TASK STATEMENT: Update the listing from the line holding "Indicate a point per instance of the white sneaker" through the end of the listing, both included, by replacing "combat boot" with "leather boot". Return only those lines, with nothing else changed.

TASK MATERIAL:
++++++

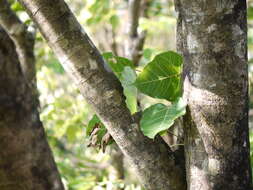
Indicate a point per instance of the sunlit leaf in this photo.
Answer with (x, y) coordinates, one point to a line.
(160, 117)
(161, 77)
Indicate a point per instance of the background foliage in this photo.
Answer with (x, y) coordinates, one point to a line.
(65, 113)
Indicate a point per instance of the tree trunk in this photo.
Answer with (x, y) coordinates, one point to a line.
(156, 165)
(26, 162)
(212, 36)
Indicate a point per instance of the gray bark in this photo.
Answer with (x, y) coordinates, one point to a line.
(26, 162)
(23, 39)
(155, 164)
(212, 36)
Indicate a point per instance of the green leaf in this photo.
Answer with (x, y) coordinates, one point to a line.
(160, 117)
(124, 70)
(161, 77)
(130, 91)
(114, 20)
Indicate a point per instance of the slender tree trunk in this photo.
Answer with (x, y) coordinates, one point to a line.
(156, 165)
(212, 36)
(26, 162)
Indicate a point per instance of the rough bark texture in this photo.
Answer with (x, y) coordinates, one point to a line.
(23, 39)
(156, 166)
(135, 43)
(26, 162)
(213, 40)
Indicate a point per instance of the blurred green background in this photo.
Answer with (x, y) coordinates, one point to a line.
(65, 113)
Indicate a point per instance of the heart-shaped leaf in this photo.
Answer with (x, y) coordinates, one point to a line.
(160, 117)
(161, 77)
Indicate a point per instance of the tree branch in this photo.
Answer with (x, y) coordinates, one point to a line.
(136, 41)
(23, 39)
(154, 164)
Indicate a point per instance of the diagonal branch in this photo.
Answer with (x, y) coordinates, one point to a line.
(23, 39)
(154, 164)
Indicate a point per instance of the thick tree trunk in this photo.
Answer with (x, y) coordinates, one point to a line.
(26, 162)
(213, 40)
(155, 164)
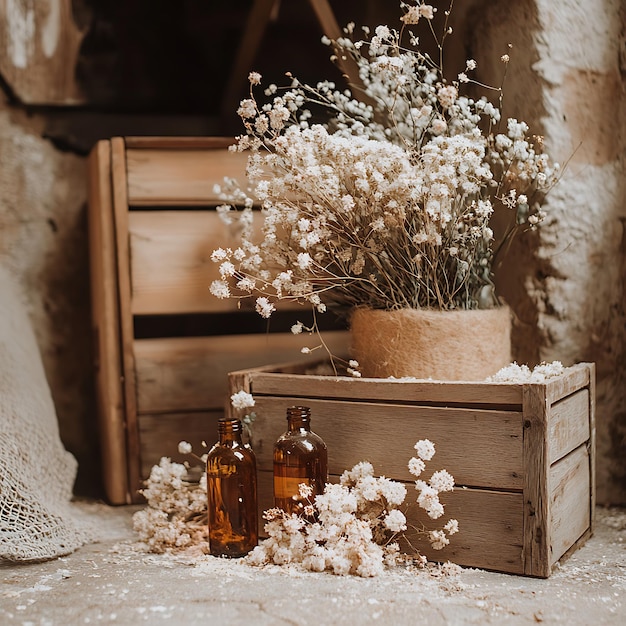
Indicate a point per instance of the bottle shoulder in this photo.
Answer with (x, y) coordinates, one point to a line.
(231, 452)
(302, 440)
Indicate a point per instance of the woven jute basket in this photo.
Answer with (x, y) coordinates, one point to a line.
(431, 344)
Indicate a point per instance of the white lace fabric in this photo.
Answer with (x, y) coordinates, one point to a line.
(36, 472)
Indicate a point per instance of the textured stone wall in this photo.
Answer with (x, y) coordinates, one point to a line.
(568, 80)
(43, 242)
(565, 283)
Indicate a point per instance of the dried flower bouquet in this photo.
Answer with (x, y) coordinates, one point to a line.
(387, 204)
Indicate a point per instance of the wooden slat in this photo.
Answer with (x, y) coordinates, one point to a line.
(191, 373)
(536, 497)
(171, 262)
(182, 177)
(341, 387)
(570, 506)
(160, 435)
(575, 377)
(568, 425)
(490, 526)
(104, 305)
(485, 449)
(592, 443)
(176, 143)
(120, 212)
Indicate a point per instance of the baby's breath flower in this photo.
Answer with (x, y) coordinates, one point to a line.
(184, 447)
(425, 449)
(387, 204)
(264, 307)
(242, 400)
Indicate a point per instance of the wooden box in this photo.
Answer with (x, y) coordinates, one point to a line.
(163, 344)
(522, 455)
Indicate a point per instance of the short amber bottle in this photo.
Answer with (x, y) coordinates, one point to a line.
(232, 493)
(300, 456)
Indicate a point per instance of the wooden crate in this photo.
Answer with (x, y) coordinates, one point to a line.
(522, 455)
(163, 344)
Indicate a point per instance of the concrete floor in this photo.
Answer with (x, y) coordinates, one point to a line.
(115, 582)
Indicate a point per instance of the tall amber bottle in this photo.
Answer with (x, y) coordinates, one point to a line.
(232, 493)
(300, 456)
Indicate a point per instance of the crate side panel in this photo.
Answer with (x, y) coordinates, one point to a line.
(160, 435)
(479, 448)
(294, 384)
(191, 373)
(171, 261)
(182, 176)
(574, 378)
(536, 496)
(105, 322)
(570, 501)
(490, 526)
(120, 213)
(568, 424)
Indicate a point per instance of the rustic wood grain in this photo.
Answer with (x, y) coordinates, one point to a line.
(570, 504)
(171, 262)
(120, 212)
(181, 177)
(160, 435)
(485, 450)
(568, 424)
(486, 541)
(536, 497)
(592, 444)
(577, 376)
(506, 396)
(175, 143)
(191, 373)
(104, 299)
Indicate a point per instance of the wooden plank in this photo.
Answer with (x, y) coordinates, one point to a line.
(536, 497)
(490, 526)
(277, 384)
(592, 444)
(160, 435)
(120, 212)
(570, 505)
(175, 143)
(568, 424)
(479, 448)
(104, 306)
(171, 262)
(191, 373)
(575, 377)
(182, 177)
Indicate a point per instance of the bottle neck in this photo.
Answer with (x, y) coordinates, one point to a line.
(298, 418)
(229, 430)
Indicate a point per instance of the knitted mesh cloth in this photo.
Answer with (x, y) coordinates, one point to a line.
(36, 472)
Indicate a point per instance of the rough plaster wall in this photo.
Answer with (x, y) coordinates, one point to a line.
(43, 240)
(584, 315)
(569, 87)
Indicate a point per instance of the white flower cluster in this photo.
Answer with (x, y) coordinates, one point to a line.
(387, 204)
(176, 515)
(352, 527)
(515, 373)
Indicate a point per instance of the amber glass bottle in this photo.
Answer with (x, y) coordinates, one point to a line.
(232, 493)
(300, 456)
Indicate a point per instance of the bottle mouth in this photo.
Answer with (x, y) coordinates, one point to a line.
(229, 425)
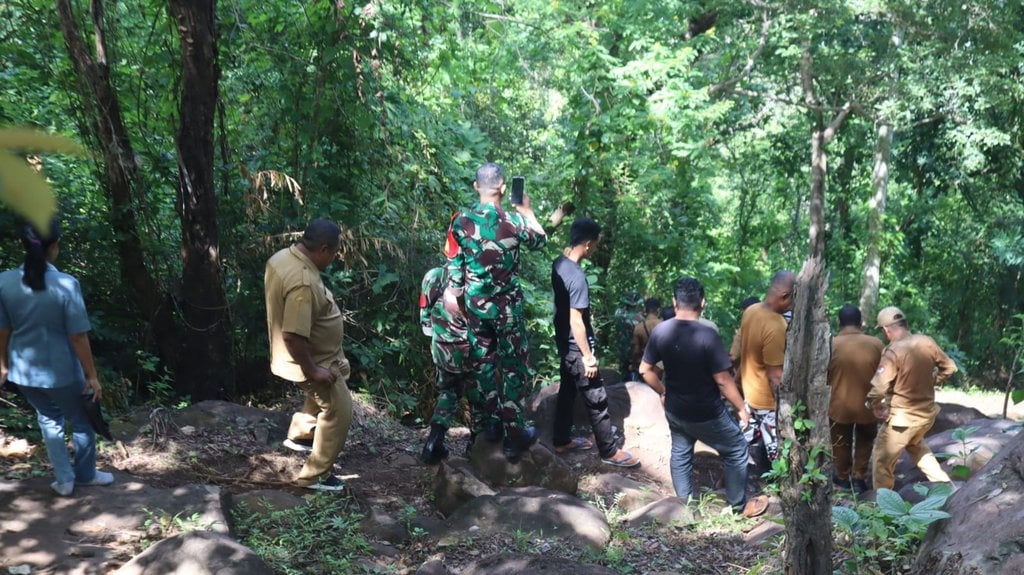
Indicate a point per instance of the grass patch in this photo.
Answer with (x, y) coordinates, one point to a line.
(318, 537)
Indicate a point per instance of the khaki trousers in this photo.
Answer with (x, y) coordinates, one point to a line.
(852, 448)
(892, 441)
(329, 409)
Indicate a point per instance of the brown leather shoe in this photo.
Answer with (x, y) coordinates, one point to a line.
(756, 506)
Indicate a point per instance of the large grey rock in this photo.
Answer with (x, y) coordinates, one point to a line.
(199, 553)
(265, 501)
(984, 534)
(620, 491)
(455, 484)
(538, 467)
(259, 424)
(982, 444)
(547, 513)
(952, 415)
(667, 512)
(519, 564)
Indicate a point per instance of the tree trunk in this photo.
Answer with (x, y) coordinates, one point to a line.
(880, 193)
(120, 180)
(207, 370)
(806, 491)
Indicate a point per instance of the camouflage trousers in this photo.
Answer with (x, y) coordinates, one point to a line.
(454, 361)
(503, 376)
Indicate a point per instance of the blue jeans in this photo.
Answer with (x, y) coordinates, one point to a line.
(721, 433)
(53, 406)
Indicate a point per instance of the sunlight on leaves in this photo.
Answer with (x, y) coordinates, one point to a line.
(22, 188)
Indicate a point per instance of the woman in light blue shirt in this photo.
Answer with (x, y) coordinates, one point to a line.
(44, 348)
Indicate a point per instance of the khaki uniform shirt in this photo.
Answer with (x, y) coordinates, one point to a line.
(855, 357)
(762, 343)
(909, 370)
(298, 302)
(641, 334)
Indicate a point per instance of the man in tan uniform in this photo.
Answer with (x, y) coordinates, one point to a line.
(854, 358)
(641, 334)
(902, 395)
(762, 350)
(305, 329)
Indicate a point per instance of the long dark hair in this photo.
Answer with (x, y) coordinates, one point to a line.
(36, 246)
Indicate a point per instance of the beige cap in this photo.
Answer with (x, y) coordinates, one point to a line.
(890, 315)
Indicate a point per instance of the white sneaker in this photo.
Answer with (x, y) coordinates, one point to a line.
(101, 478)
(62, 489)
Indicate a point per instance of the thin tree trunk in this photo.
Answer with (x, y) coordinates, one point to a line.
(120, 181)
(880, 193)
(208, 371)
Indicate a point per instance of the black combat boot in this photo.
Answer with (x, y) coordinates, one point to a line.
(434, 449)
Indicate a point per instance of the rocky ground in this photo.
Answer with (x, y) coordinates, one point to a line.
(185, 470)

++++++

REPLY:
Indicate a point per instance of the white sneaker in this photo.
Answer with (x, y) coordinates, one point to a line.
(101, 478)
(62, 489)
Indicate a point per instance of the thin tree trunk in this photo.
Answer with (x, y) coordinates, one point to a line.
(120, 181)
(880, 193)
(208, 371)
Indicate a point per instance of the black leather boot in this photo.
Answer with (x, y) coordinates, one point to a line.
(434, 449)
Indicate a point per instance of the rocky ground in this photo.
Answer with (x, y) coordinates, one point to a line.
(185, 470)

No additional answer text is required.